• **Quoted passage**:
That night he had twice phoned the emergency services in an agitated state to say that a family wanted to kill him for stealing two bicycles. Police precinct records say his last call came in at 4.39am. After that, the trail goes cold.
The reports show that two officers went to Pérez’s house and, after checking there was no one nearby who was out to get him, went to reassure him before heading on their way. Just another routine call.
In the days after his disappearance, friends and relatives searched for Pérez – a quiet man who was liked in the neighborhood – on nearby mountains and beaches. The police joined in with the search and his photo was sent out to all patrol cars.
The six officers said they lost Pérez after he opened the car door and ran off at Cala Cortina
On March 26, his body was eventually found floating in Cala Cortina, a beach around three kilometers from the city center, by some hikers. Marine life had eaten away at the corpse but first forensic reports pointed to a violent death.
The local judicial police started asking questions. The version of events given by the family who had threatened Pérez checked out. They admitted to the episode about the bikes but denied having done anything to him. They also provided some valuable details about the case.
Then investigators stumbled upon a direct witness. The person known only by the codename P83 told them that on the morning of Pérez’s disappearance, three police patrol cars with six police officers had been seen in front of his house. Two of them had forced Pérez to get into one of the cars, which then went off together in a convoy.
Six traffic and security cameras caught the police cars headed towards Cala Cortina. Two guards at the port also placed them at the spot and, surprised by their movements, asked them what was up. “We’re bored so we’re playing hide and seek,” one of the officers told them, according to the account one of the guards gave to investigators.
The judge has placed them all in prison accused of homicide and illegal detention
The police’s internal affairs department then got involved and a Cartagena judge authorized the suspects’ patrol cars to be bugged. Their police colleagues also began following them. Then, in August, a police union filed a complaint about the bugging of the cars and the suspects raised their guard.
The investigation had already been underway for several months. Timelines of the patrol cars’ supposed movements had been drawn up and the local tides had been analyzed to help figure out where the body might have entered the water.
Then last Monday the six suspected officers were arrested, accused of homicide and illegal detention. Held separately for 48 hours in police stations throughout Murcia, they all offered similar versions of events. They admitted that – violating police procedure – they had decided to take Pérez down to the beach so that his “paranoia would pass,” but once there they lost him after he opened the car door and ran off. All six officers deny beating him.
But their accounts conflict with that of the protected witness who told internal affairs that Pérez received a blow from one of the officers before he even got into the car.
A protected witness said Pérez received a blow from one of the officers before he even got into the car
Amid tears, the arrested officers told the judge that they had hidden the fact that they had taken Pérez to Cala Cortina because they feared disciplinary action, but they denied killing him. The judge has placed them all in prison accused of homicide and illegal detention, charges punishable by up to 20 years. One of the officers, known only by the initials J. A. C. G., is also being investigated on illegal firearm charges after the wiretaps caught him boasting about owning an unregistered antique gun that he used to do his “dirty work.” Investigators are convinced that not all the officers were involved to the same extent and trust that one will crack.
Meanwhile, officers at Cartagena police headquarters have been in a state of shock since Monday’s arrests. No one expected that the disappearance of the man from Las Seiscientas would end with six officers in prison. The autopsy report reads like something out of a horror film: right eye missing, “signs of violence in the facial and cranial area, fracture-dislocation of multiple cervical vertebrae, injuries to intervertebral discs C2 to C7, destruction of higher neural centers.” In short: “Evident signs of physical violence with multiple traumatic injuries. Death was produced before immersion in the sea.” The conclusion: “Homicide.”

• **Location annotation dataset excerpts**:
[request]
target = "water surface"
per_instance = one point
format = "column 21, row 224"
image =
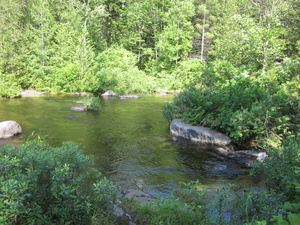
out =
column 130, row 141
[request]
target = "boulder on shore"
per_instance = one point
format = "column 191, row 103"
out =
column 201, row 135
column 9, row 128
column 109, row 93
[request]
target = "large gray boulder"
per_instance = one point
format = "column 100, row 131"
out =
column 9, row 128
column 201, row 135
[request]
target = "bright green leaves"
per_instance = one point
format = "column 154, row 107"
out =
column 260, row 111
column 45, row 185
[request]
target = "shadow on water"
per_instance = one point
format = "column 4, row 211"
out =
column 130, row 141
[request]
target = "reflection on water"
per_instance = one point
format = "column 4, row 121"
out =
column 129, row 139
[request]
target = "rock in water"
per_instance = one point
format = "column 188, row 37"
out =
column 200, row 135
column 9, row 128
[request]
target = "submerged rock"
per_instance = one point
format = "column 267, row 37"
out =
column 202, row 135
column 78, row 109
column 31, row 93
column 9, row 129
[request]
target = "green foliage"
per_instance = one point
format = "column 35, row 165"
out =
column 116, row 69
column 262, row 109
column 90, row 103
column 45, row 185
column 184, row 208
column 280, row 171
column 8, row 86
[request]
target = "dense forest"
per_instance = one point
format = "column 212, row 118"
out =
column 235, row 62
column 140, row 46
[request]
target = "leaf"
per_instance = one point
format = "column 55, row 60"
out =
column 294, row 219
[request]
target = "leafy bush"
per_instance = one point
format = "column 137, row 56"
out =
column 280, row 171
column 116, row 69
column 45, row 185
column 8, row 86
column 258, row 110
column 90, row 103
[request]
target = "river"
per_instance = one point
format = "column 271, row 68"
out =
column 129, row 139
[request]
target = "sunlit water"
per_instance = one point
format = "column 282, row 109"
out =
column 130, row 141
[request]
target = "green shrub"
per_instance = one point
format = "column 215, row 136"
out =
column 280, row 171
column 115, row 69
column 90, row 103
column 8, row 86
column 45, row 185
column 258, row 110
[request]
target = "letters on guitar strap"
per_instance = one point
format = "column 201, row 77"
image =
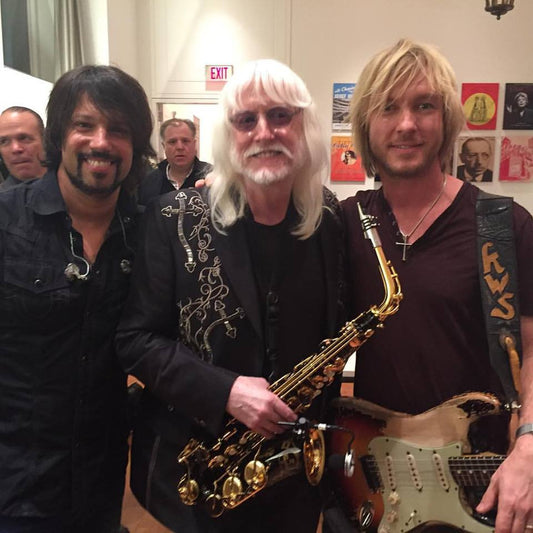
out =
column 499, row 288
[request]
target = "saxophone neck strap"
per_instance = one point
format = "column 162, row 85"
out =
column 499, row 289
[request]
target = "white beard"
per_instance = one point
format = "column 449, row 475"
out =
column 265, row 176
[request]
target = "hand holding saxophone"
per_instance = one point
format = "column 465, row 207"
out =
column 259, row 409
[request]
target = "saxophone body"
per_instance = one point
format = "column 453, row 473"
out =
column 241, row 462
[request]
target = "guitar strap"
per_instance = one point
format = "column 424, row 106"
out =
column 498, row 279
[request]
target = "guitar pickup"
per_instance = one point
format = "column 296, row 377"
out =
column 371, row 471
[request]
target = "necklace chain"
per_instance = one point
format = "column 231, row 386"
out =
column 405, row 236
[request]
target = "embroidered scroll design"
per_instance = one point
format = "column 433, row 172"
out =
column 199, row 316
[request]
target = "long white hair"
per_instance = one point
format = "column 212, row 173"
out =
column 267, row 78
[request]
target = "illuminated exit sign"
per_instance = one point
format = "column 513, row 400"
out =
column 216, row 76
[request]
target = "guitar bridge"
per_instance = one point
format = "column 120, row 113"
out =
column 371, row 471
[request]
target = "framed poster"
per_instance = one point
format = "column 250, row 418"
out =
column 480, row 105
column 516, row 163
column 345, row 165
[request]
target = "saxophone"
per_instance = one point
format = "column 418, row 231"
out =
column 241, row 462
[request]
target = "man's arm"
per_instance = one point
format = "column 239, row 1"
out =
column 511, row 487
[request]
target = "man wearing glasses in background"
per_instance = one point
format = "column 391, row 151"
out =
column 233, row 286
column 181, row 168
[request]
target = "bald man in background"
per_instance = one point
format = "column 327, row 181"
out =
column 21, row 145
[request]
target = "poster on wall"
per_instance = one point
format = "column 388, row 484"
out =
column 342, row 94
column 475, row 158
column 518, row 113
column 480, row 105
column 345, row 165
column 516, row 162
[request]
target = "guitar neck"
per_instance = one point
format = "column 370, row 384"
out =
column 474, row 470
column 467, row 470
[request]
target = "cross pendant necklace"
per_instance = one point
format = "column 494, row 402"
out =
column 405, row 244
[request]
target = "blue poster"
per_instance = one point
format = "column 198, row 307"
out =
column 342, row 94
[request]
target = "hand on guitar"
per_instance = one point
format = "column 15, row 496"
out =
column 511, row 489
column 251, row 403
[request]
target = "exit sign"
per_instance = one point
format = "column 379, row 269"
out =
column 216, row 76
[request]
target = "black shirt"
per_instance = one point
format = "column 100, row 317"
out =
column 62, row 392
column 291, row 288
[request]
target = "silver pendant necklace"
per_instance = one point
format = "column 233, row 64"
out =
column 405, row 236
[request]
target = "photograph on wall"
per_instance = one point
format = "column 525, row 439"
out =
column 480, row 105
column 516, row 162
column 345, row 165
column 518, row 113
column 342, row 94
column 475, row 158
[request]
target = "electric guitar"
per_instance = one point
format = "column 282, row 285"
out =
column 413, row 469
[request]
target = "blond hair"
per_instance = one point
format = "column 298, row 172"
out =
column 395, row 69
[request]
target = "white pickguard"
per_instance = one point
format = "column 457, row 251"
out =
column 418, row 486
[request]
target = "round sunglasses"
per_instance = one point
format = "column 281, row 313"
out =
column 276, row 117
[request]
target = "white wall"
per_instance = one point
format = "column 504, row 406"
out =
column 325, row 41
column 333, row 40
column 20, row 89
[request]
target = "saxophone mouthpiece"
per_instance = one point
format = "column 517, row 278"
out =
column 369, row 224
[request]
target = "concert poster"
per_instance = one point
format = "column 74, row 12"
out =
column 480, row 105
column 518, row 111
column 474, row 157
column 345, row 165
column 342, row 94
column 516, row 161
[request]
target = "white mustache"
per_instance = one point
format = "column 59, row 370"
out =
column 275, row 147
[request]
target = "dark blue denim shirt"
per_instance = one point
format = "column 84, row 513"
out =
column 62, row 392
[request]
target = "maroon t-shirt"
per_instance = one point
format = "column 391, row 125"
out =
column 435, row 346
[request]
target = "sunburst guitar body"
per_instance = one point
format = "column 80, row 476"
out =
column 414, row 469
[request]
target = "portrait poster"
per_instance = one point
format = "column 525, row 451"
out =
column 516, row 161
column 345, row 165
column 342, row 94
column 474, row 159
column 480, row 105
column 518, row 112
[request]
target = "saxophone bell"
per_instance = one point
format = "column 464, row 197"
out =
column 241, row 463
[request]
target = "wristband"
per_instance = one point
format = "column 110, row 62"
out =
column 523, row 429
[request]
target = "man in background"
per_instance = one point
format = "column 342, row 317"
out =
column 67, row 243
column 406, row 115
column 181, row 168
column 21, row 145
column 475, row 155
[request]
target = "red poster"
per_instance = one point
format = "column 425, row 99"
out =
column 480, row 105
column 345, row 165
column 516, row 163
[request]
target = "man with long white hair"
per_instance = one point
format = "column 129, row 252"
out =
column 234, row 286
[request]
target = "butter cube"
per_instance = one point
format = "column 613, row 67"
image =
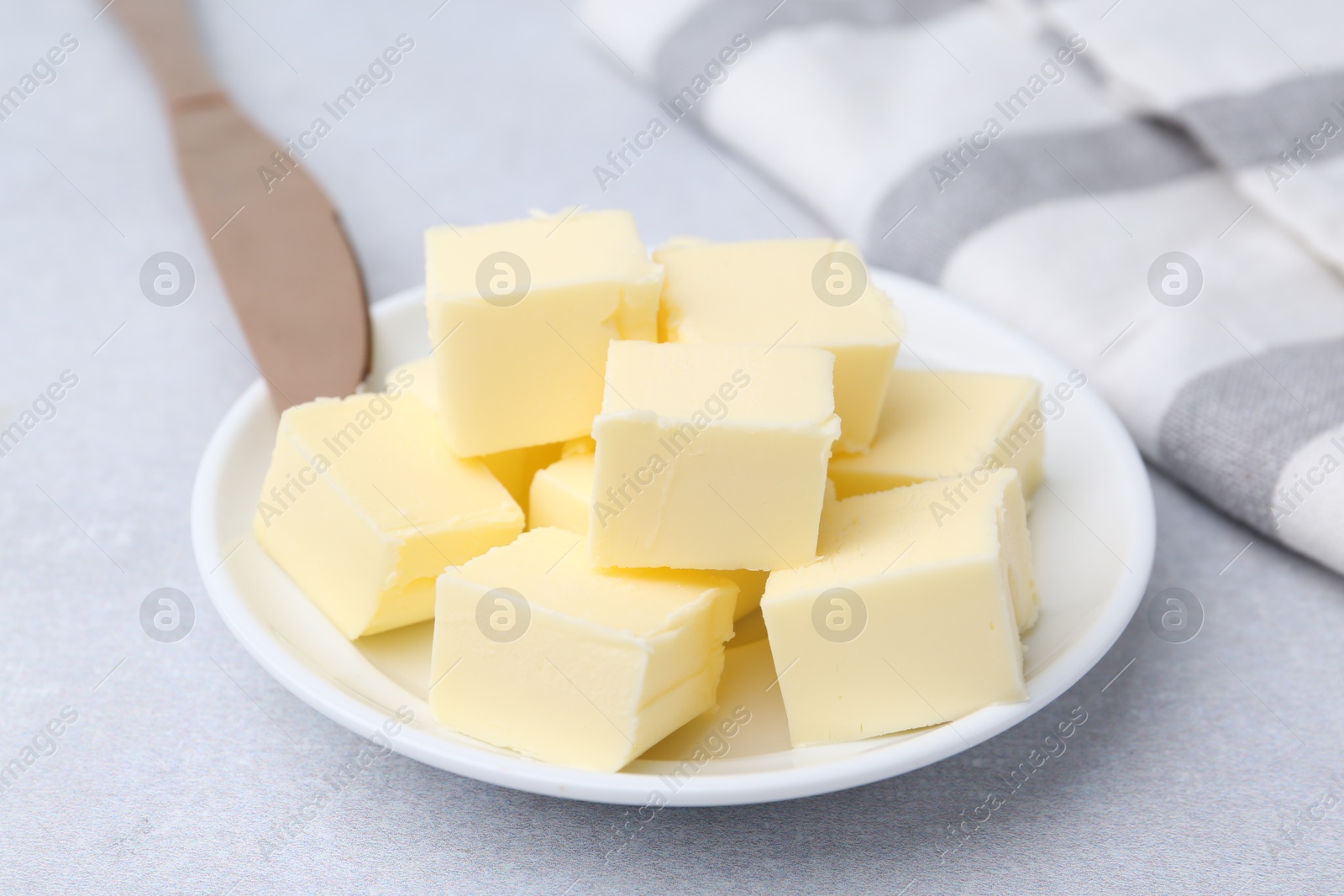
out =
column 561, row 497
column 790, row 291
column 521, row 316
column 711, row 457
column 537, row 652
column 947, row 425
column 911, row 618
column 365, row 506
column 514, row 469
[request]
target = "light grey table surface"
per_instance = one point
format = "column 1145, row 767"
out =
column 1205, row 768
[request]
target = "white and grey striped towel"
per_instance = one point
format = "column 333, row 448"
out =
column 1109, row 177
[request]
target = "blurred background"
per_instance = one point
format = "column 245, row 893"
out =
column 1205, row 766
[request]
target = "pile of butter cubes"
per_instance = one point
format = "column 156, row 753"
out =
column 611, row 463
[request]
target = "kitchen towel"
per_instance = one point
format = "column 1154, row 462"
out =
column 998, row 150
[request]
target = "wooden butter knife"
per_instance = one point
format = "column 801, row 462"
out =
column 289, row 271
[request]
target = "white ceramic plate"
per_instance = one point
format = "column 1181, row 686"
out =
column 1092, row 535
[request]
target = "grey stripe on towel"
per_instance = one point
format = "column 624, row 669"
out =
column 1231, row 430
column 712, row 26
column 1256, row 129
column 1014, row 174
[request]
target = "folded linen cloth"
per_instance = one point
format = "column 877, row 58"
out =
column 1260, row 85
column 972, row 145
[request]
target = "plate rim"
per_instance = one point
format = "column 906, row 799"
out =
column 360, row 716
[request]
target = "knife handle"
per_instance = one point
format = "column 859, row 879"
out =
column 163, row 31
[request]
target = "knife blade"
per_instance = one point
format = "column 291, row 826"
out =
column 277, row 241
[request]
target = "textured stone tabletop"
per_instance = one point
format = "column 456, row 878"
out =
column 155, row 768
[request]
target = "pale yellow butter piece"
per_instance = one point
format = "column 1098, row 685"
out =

• **Work to complete**:
Transcribe the portion of the article about Pérez's death between "That night he" and "trail goes cold.", inclusive. The rows aren't required for anything here.

• **Result for this exercise**:
That night he had twice phoned the emergency services in an agitated state to say that a family wanted to kill him for stealing two bicycles. Police precinct records say his last call came in at 4.39am. After that, the trail goes cold.